TASK GOAL -
Answer these questions from the news report on omadacycline tests:
(a) What drug was omadacycline compared with in the pneumonia study?
(b) In the skin infection test, in what percentage of cases did omadacycline reduce lesion size by at least 20%?
(c) Which journal published the results online, and on what date?

DOCUMENT EXCERPT -
Details of omadacycline tests show efficacy against skin infections, pneumonia


By Gene Emery

(Reuters Health) - Two global double-blind tests of the new broad-spectrum antibiotic omadacycline show it is effective when given once a day for treating acquired bacterial pneumonia or acute bacterial skin and skin structure infections, although its role in treating drug-resistant pathogens remains unproven.

In the pneumonia study, it proved to be non-inferior to moxifloxacin, with comparable cure levels and levels of side effects.

Similarly, in the test on people with acute bacterial skin and skin-structure infections, omadacycline reduced the size of the lesion by at least 20% in 84.8% of the cases versus a rate of 85.5% with twice-daily linezolid, making it non-inferior for that use as well.

Derived from the tetracycline class, the drug is designed to avoid the mechanisms that have allowed a host of bacteria to become resistant to tetracycline itself.

The results, published online February 6 by The New England Journal of Medicine, served as the basis for the U.S. Food and Drug Administration's approval of drug for both indications on October 2. It became commercially available in the U.S. Tuesday.

Referring expression data -

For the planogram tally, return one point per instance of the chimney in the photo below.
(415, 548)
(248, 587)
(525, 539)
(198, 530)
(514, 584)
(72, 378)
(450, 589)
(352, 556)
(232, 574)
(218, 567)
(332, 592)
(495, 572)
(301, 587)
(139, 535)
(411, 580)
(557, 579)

REPLY TO THE TASK -
(a) Moxifloxacin
(b) 84.8%
(c) The New England Journal of Medicine, February 6